◆ Extracted text:
•••
Bus catches fire after collision with truck, killing 12 in India

Another 43 people with serious burns were taken to a hospital in Nashik, a city in Maharashtra state, police said.

At least 12 people were killed in India when a bus caught fire after hitting a truck on a highway in western India early on Saturday, an official said.

Another 43 people with serious burns were taken to a hospital in Nashik, a city in Maharashtra state, said police officer Bhagwan Adke.

Most passengers were sleeping when the bus caught fire at about 5am local time and the vehicle was completely burned, the Press Trust of India news agency said.

Some people living near the highway reached the spot but could not help as the raging fire engulfed the vehicle. The rescue work started after the fire service and police doused the blaze, Adke said.

Eknath Shinde, the top state elected official, said the cause of the fire is being investigated.

India’s Prime Minister Narendra Modi said he was “anguished by the bus tragedy”.

“May the injured recover at the earliest. The local administration is providing all possible assistance to those affected,” Modi posted on social media.

Nashik is nearly 200 kilometres (120 miles) northeast of Mumbai, the capital of Maharashtra.

Medics treat people injured in a bus that caught fire in a highway in Nashik, in the western Indian state of Maharashtra, on Saturday, October 8, 2022 [Yatish Bhanu/AP Photo]

The incident comes days after at least 25 people were killed after a bus carrying wedding guests veered off the road and fell into a deep gorge in northern India.

The vehicle was travelling along a treacherous mountain highway in Uttarakhand state’s Pauri Garhwal district on Tuesday.

On Sunday a farm tractor trailer carrying Hindu pilgrims overturned and fell into a pond in Ghatampur in northern India’s Kanpur city, killing 26 people, most of them women and children.

More than 110,000 people are killed every year in road accidents across India, according to police. The accidents are caused by reckless driving, poorly maintained roads and ageing vehicles.

The country accounts for 11 percent of the global road death toll despite only having one percent of the world’s vehicles, according to a World Bank report released last year.

The same report estimated 150,000 car crash fatalities in India annually, or one person every four minutes.

It added that road crashes cost the Indian economy approximately $75bn each year, with medical expenses and loss of income driving many accident survivors into poverty.
•••
◆ Given entries:
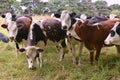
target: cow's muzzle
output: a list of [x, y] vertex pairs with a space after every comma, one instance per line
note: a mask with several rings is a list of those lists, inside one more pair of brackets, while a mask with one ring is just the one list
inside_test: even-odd
[[11, 42], [14, 41], [14, 37], [10, 37], [10, 41], [11, 41]]
[[30, 67], [29, 69], [30, 69], [30, 70], [35, 70], [36, 67], [32, 66], [32, 67]]

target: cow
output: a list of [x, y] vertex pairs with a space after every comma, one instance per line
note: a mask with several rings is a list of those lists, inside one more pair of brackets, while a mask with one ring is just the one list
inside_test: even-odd
[[116, 22], [105, 39], [106, 45], [120, 45], [120, 22]]
[[[76, 22], [76, 14], [70, 13], [68, 14], [67, 10], [63, 10], [60, 16], [60, 20], [61, 20], [61, 24], [62, 24], [62, 29], [63, 30], [67, 30], [67, 36], [68, 36], [68, 41], [70, 43], [70, 48], [72, 51], [72, 56], [73, 56], [73, 63], [78, 63], [78, 65], [80, 65], [80, 57], [78, 62], [76, 61], [76, 57], [75, 57], [75, 44], [79, 44], [79, 56], [82, 53], [82, 49], [83, 49], [83, 43], [79, 43], [79, 41], [81, 41], [81, 39], [79, 38], [79, 36], [77, 36], [77, 34], [74, 31], [74, 23]], [[85, 18], [86, 16], [84, 16]]]
[[[71, 15], [72, 15], [72, 17], [75, 17], [75, 15], [76, 15], [76, 13], [75, 12], [73, 12], [73, 13], [71, 13]], [[59, 20], [60, 22], [61, 22], [61, 19], [60, 19], [60, 17], [61, 17], [61, 14], [59, 14], [59, 13], [52, 13], [51, 14], [51, 17], [52, 18], [54, 18], [54, 19], [57, 19], [57, 20]], [[74, 24], [74, 22], [75, 22], [75, 20], [73, 19], [72, 20], [72, 23]], [[72, 32], [72, 31], [71, 31]], [[68, 42], [68, 45], [67, 45], [67, 47], [69, 47], [70, 48], [70, 50], [71, 50], [71, 52], [72, 52], [72, 56], [73, 56], [73, 64], [76, 64], [77, 63], [77, 61], [76, 61], [76, 59], [75, 59], [75, 45], [77, 44], [79, 44], [79, 38], [74, 34], [74, 32], [72, 33], [72, 35], [71, 35], [71, 32], [69, 33], [69, 32], [67, 32], [67, 38], [66, 38], [66, 40], [67, 40], [67, 42]], [[70, 45], [70, 46], [69, 46]], [[80, 46], [79, 46], [79, 53], [81, 53], [82, 52], [82, 48], [83, 48], [83, 44], [80, 44]]]
[[[68, 11], [64, 10], [62, 11], [61, 14], [61, 23], [62, 23], [62, 29], [67, 30], [67, 34], [73, 36], [75, 39], [82, 41], [81, 38], [76, 34], [75, 32], [75, 23], [77, 20], [81, 20], [82, 22], [84, 22], [87, 19], [87, 16], [85, 14], [82, 14], [80, 16], [80, 18], [74, 18], [71, 14], [69, 14]], [[101, 22], [101, 21], [105, 21], [107, 20], [106, 16], [94, 16], [92, 18], [89, 18], [89, 24], [94, 24], [97, 22]], [[83, 43], [81, 46], [81, 50], [83, 47]], [[73, 55], [75, 56], [75, 50], [73, 52]], [[80, 60], [80, 53], [79, 53], [79, 60], [78, 60], [78, 64], [80, 64], [81, 60]], [[73, 59], [76, 61], [75, 57], [73, 57]]]
[[3, 33], [0, 33], [0, 40], [5, 43], [9, 42], [9, 38], [6, 35], [4, 35]]
[[[38, 55], [40, 67], [42, 67], [42, 55], [43, 51], [46, 46], [48, 45], [59, 45], [61, 44], [61, 56], [60, 61], [64, 58], [64, 54], [66, 52], [66, 44], [65, 44], [65, 38], [66, 38], [66, 30], [61, 29], [61, 22], [59, 20], [56, 20], [54, 18], [45, 18], [40, 19], [38, 21], [33, 21], [30, 27], [30, 32], [28, 35], [28, 44], [27, 48], [21, 48], [20, 51], [26, 51], [28, 64], [30, 69], [34, 69], [34, 59], [35, 56], [30, 54], [35, 53]], [[31, 47], [34, 46], [35, 51], [30, 51]], [[38, 47], [38, 51], [36, 49]], [[31, 63], [32, 62], [32, 63]]]
[[90, 52], [90, 63], [93, 64], [94, 61], [94, 51], [95, 60], [98, 61], [101, 48], [104, 45], [104, 40], [108, 36], [111, 28], [114, 24], [120, 21], [119, 19], [108, 19], [106, 21], [99, 22], [97, 24], [91, 25], [88, 24], [89, 21], [78, 20], [75, 23], [75, 32], [84, 42], [85, 47]]
[[19, 44], [22, 43], [26, 46], [26, 40], [32, 23], [32, 18], [29, 15], [16, 16], [9, 12], [2, 15], [2, 17], [6, 19], [6, 23], [2, 24], [1, 27], [8, 30], [9, 39], [11, 42], [14, 41], [16, 44], [16, 56], [18, 56]]

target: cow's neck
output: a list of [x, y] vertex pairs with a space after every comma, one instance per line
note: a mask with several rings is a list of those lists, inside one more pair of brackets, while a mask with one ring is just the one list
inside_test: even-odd
[[22, 42], [23, 39], [27, 40], [27, 37], [28, 37], [28, 29], [25, 27], [25, 28], [21, 28], [21, 29], [18, 29], [18, 33], [17, 33], [17, 36], [16, 36], [16, 41], [17, 42]]

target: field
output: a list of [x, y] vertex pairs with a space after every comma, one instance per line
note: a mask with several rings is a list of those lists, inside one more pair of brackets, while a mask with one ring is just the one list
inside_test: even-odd
[[[0, 21], [5, 22], [1, 18]], [[0, 28], [0, 32], [8, 36], [7, 30]], [[29, 70], [25, 53], [16, 57], [14, 46], [13, 42], [0, 42], [0, 80], [120, 80], [120, 57], [115, 47], [103, 48], [98, 63], [93, 65], [89, 64], [89, 53], [84, 48], [82, 64], [78, 66], [72, 63], [70, 52], [59, 62], [60, 54], [55, 46], [48, 46], [43, 67]]]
•••
◆ Task A: In the article on the Nashik bus fire, at about what time did the bus catch fire?
◆ Task B: According to the article on the Nashik bus fire, why could people living near the highway not help, and when did the rescue work begin?

◆ Written reply A: The bus caught fire at about 5am local time.

◆ Written reply B: They could not help because the raging fire engulfed the vehicle. The rescue work started only after the fire service and police doused the blaze.